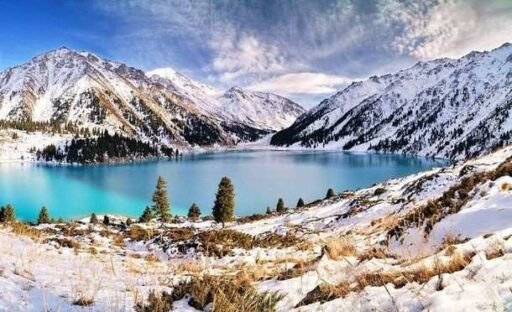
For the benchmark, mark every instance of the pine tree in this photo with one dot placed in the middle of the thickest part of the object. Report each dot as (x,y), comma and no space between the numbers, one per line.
(280,205)
(2,214)
(161,206)
(44,216)
(93,219)
(9,215)
(146,216)
(330,193)
(194,212)
(224,206)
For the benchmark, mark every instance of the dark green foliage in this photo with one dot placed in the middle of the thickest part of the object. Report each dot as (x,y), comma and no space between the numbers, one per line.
(330,193)
(93,219)
(44,216)
(224,206)
(146,216)
(7,214)
(156,303)
(280,205)
(103,148)
(194,212)
(161,206)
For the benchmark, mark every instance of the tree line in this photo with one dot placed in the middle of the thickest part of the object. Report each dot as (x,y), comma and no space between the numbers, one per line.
(223,208)
(103,148)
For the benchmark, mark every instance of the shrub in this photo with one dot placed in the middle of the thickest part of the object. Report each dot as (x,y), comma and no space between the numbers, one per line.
(226,295)
(339,247)
(156,303)
(44,216)
(330,193)
(93,219)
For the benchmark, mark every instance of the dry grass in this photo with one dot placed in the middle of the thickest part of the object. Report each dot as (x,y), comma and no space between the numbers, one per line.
(325,292)
(419,274)
(495,250)
(189,267)
(221,243)
(224,294)
(374,253)
(298,269)
(338,248)
(23,229)
(83,302)
(137,233)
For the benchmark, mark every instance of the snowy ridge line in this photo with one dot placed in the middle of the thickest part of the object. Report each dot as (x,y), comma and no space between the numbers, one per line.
(448,108)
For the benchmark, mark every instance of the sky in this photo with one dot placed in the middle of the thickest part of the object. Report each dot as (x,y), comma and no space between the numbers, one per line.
(303,49)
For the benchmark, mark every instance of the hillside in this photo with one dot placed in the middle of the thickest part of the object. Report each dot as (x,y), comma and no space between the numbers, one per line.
(449,108)
(431,241)
(65,87)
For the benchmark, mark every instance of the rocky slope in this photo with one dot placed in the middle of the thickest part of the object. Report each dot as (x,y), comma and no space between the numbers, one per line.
(450,108)
(357,251)
(64,86)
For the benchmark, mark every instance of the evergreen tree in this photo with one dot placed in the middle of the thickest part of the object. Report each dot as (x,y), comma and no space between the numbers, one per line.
(280,205)
(194,212)
(161,206)
(330,193)
(44,216)
(224,206)
(8,214)
(93,219)
(2,214)
(146,216)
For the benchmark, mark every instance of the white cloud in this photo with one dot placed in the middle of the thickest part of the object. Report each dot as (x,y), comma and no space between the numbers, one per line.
(301,83)
(453,28)
(237,56)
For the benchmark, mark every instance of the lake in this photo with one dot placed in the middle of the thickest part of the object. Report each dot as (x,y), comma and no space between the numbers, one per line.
(259,177)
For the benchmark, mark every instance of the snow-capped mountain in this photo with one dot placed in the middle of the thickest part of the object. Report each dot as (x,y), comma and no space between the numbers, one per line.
(167,107)
(451,108)
(256,109)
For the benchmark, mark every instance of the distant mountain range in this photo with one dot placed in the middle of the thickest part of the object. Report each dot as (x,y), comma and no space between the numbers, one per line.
(450,108)
(164,106)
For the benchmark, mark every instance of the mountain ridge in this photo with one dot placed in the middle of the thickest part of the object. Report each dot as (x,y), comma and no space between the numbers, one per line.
(64,85)
(449,108)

════════════════════

Can you return the lines above verbatim, starting at the line that contains "For the benchmark, mark every instance of the white" and ending at the final line?

* CORRECT RESPONSE:
For the benchmark, mark every instance of the white cloud in this photo with one dot placed in the middle of the thickest part of the object. Report each dot as (x,y), comma and no space between the numbers, one per line.
(301,83)
(453,28)
(237,56)
For the benchmark, mark every instance of the lake in this photo with one dot placed in the middle of the thickest part of the object. Report each dot as (x,y), comma and no space between the numbers, one per line.
(259,177)
For the benchmark, mark every instance of the snow-capped mountain in this photo with one dot placed in the middle of the thickest part of the object. Report each dot as (x,y), comma and no space between the numbers, one per line.
(167,107)
(451,108)
(256,109)
For the benchmark, mark every instance of the distant mountain range in this photo with one dot placed in the middle of the thickest part of the object. Report each dot as (x,y), comma and no space between the numbers, one per line.
(450,108)
(164,106)
For the benchmark, mark every instance of the mountain ridge in this photo with one dot placed in the middle of the thickest part of the object. Report each dot as (x,y), comma and no space between the numbers, one per line.
(64,85)
(449,108)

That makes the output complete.